• **Detection annotation records**
....................
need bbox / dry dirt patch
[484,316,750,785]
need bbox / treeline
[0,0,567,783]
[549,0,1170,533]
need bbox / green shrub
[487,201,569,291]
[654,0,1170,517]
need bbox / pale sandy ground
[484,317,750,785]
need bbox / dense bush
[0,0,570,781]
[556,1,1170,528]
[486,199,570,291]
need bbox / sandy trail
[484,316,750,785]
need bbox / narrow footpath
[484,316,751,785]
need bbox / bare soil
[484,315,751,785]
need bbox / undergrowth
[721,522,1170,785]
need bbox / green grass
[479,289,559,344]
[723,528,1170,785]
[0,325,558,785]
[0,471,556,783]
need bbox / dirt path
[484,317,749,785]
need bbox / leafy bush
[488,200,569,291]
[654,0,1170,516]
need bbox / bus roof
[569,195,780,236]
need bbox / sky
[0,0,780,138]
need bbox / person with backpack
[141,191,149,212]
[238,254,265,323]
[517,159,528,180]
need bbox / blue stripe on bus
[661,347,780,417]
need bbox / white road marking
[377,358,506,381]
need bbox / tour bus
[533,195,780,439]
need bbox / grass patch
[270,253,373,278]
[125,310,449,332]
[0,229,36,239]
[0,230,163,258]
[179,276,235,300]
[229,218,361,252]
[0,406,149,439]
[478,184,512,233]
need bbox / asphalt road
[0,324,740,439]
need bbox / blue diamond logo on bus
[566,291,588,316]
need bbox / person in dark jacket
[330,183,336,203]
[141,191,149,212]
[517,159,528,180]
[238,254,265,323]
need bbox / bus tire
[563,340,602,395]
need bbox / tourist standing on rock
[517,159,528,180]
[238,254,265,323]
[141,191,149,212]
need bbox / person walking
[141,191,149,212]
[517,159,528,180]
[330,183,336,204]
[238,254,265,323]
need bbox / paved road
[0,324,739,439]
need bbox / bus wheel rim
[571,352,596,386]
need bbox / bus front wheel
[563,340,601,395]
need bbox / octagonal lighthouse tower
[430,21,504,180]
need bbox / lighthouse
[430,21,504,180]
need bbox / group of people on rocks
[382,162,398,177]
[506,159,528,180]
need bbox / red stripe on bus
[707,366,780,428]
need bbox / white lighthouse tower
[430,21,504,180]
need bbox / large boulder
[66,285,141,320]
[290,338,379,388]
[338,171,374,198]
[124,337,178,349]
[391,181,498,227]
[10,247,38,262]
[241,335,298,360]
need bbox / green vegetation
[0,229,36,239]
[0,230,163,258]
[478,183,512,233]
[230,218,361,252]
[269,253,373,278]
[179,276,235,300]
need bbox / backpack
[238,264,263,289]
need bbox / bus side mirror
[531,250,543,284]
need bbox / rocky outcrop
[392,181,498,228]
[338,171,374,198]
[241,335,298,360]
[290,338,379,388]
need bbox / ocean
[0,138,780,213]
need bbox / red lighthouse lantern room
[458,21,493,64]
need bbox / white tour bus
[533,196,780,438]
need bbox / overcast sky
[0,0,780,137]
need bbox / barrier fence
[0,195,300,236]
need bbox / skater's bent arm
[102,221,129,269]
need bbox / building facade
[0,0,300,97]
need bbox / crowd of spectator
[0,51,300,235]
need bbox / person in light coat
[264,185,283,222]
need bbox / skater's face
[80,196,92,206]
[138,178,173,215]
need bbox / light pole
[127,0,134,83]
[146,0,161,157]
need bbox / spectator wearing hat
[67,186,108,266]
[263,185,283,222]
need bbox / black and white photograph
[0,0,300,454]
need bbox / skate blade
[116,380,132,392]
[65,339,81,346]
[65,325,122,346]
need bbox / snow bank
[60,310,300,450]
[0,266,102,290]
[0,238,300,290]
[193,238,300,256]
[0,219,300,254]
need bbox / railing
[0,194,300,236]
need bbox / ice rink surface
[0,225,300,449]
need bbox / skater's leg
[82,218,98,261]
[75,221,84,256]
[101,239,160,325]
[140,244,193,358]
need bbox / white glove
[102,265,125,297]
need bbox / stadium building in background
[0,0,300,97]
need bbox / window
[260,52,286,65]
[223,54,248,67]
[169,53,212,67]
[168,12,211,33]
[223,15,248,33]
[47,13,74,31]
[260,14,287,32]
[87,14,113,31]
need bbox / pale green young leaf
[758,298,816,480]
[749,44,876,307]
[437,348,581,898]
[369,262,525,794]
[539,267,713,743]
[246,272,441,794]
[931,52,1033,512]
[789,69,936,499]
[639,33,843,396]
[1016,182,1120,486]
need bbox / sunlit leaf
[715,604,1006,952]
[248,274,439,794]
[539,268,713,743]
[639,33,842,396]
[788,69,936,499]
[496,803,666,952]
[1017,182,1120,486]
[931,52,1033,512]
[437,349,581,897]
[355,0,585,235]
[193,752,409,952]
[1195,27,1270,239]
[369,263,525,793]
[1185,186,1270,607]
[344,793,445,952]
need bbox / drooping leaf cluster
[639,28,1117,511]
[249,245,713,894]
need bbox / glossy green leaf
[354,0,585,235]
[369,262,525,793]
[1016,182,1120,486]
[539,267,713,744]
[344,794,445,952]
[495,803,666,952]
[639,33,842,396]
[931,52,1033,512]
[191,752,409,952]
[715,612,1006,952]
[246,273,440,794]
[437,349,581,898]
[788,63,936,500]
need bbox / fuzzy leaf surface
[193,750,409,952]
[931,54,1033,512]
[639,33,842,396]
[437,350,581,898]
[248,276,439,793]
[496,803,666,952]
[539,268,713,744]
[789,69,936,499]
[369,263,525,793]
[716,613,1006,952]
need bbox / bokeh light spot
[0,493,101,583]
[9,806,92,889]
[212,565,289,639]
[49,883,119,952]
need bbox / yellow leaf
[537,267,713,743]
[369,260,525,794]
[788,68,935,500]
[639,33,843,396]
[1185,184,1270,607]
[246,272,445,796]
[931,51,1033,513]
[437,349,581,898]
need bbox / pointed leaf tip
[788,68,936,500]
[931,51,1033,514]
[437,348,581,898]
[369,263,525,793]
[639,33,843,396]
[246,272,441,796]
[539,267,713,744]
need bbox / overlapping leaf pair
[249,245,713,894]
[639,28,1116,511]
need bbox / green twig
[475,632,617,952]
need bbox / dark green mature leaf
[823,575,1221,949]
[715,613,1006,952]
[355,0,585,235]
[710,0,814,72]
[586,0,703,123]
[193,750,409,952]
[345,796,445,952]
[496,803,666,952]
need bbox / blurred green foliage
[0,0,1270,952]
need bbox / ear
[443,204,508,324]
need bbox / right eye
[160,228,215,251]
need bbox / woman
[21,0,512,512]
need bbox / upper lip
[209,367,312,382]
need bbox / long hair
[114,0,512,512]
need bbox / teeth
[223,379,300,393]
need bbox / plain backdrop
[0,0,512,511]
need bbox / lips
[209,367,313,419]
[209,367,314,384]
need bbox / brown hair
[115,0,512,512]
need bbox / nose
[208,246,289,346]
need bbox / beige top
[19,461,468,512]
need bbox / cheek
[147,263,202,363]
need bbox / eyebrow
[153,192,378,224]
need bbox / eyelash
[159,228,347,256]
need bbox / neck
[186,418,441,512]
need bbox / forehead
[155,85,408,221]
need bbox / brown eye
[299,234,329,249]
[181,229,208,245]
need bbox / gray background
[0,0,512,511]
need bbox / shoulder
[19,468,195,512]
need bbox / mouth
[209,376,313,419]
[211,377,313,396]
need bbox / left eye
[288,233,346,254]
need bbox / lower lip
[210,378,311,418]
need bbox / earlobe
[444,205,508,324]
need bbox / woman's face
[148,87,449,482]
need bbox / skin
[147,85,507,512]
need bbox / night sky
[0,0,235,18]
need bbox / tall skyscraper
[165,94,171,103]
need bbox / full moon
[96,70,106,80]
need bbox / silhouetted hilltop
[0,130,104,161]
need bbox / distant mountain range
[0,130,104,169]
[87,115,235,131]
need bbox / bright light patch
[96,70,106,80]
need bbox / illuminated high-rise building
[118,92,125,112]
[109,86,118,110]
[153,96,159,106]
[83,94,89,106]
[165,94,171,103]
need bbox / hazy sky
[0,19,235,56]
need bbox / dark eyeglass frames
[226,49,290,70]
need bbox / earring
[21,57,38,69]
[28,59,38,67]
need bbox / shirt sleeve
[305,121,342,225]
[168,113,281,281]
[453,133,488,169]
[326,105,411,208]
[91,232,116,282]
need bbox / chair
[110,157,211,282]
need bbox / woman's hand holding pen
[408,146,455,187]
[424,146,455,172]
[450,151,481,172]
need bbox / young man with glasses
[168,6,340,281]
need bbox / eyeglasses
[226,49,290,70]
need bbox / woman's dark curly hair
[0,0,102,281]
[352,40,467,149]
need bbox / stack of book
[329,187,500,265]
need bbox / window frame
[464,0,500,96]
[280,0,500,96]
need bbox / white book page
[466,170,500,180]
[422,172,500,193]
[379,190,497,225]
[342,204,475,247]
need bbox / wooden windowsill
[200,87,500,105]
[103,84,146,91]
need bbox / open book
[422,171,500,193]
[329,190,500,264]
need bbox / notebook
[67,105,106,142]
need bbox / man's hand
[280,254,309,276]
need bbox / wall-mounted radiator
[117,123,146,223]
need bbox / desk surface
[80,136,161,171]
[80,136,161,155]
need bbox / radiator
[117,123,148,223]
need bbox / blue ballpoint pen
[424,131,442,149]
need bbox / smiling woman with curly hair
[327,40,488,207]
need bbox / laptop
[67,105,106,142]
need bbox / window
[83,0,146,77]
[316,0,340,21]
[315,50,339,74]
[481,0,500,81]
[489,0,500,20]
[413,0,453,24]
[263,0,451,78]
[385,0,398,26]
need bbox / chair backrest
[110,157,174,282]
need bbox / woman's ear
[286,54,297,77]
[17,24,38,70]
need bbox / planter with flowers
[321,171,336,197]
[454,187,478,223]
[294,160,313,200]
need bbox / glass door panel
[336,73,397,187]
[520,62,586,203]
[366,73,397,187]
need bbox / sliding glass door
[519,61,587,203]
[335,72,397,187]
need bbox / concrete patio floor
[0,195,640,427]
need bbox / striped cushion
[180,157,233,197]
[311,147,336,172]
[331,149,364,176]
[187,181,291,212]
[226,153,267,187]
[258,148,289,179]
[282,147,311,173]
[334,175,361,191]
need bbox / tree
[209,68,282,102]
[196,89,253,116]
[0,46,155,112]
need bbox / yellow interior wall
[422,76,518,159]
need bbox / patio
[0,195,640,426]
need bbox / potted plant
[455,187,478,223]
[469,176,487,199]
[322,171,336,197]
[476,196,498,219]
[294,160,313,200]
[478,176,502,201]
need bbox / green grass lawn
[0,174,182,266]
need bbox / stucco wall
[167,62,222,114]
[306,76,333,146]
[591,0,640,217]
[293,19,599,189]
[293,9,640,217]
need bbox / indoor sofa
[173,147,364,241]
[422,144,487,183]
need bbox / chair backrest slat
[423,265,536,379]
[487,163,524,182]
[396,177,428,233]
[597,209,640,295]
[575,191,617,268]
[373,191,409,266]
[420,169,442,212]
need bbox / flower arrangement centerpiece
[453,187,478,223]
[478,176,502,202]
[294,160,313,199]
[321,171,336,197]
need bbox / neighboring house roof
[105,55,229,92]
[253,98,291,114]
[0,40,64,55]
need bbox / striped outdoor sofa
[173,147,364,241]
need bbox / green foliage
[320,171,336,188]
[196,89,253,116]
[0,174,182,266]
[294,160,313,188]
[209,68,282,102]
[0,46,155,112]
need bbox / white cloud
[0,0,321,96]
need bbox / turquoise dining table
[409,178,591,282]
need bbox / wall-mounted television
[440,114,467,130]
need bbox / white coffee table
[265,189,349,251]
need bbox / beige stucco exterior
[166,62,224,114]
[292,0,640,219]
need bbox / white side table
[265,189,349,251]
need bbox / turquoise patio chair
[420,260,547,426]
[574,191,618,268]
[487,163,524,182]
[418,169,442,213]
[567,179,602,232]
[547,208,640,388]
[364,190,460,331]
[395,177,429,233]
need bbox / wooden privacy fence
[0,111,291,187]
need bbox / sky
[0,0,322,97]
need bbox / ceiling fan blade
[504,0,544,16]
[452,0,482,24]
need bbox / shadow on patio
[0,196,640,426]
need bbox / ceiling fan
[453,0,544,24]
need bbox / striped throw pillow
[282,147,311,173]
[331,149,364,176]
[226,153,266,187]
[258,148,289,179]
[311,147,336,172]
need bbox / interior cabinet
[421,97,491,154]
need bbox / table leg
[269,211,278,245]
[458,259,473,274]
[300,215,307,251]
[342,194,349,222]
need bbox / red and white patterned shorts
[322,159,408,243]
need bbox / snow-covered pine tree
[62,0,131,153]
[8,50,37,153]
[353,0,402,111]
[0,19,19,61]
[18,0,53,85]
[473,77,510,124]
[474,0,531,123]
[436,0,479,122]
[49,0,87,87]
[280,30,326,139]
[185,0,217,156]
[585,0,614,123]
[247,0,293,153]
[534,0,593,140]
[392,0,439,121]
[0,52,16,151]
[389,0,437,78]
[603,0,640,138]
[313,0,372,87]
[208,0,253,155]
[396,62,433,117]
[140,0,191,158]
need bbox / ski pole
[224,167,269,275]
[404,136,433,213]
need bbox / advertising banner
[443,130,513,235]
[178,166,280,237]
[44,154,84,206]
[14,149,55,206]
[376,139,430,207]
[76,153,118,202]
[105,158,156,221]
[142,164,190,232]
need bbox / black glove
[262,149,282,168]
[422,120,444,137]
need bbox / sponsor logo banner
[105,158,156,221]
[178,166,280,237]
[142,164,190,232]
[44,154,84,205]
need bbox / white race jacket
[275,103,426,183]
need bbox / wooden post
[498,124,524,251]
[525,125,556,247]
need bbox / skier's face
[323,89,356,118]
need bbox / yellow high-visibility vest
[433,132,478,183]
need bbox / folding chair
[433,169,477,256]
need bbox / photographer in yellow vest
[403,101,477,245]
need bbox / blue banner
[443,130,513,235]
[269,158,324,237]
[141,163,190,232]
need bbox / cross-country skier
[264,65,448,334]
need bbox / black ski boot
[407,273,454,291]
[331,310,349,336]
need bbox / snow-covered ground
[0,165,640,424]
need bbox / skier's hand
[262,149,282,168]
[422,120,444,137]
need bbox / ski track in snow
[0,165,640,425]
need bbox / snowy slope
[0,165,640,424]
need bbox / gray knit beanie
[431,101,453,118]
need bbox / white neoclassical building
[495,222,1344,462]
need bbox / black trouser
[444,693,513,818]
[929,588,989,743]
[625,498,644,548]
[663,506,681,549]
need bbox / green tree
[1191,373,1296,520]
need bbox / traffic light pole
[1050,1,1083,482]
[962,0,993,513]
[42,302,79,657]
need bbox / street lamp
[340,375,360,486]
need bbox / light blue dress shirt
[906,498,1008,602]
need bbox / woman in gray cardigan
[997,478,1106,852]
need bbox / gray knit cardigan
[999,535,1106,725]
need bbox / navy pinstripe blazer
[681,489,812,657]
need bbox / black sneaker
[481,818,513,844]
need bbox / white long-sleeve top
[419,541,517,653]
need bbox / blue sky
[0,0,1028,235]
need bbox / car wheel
....................
• **Aim of the task**
Rewrite the records between the line holding "need bbox / white book page" and the line holding "[0,195,640,426]", inclusive, replacing every "radiator" with "heater" and leaving everything else unchanged. Give only those lines.

• **The answer**
need bbox / white book page
[466,170,500,180]
[422,172,500,193]
[379,190,497,225]
[342,204,475,247]
need bbox / wooden windowsill
[200,87,500,105]
[103,84,146,91]
need bbox / open book
[422,171,500,193]
[329,190,500,264]
need bbox / notebook
[67,105,106,142]
need bbox / man's hand
[280,254,309,276]
need bbox / wall-mounted heater
[117,123,146,223]
need bbox / desk surface
[80,136,161,171]
[80,136,161,155]
need bbox / heater
[117,123,148,223]
need bbox / blue ballpoint pen
[424,131,442,149]
need bbox / smiling woman with curly hair
[327,40,488,207]
need bbox / laptop
[67,105,106,142]
need bbox / window
[83,0,146,77]
[316,0,340,21]
[315,50,339,74]
[481,0,500,81]
[489,0,500,20]
[413,0,453,24]
[263,0,451,78]
[385,0,398,26]
need bbox / chair backrest
[110,157,174,282]
need bbox / woman's ear
[286,54,297,77]
[17,24,38,70]
need bbox / planter with flowers
[321,171,336,197]
[454,187,478,223]
[294,160,313,200]
need bbox / glass door panel
[336,73,397,187]
[520,62,586,203]
[366,73,397,187]
need bbox / sliding glass door
[519,61,587,203]
[335,72,397,187]
need bbox / concrete patio floor
[0,195,640,427]
need bbox / striped cushion
[180,157,233,197]
[311,147,336,172]
[331,149,364,176]
[187,181,291,212]
[226,153,267,187]
[258,148,289,179]
[282,147,311,173]
[334,175,361,191]
need bbox / tree
[209,68,282,102]
[196,89,253,116]
[0,46,155,112]
need bbox / yellow interior wall
[422,76,518,159]
need bbox / patio
[0,195,640,426]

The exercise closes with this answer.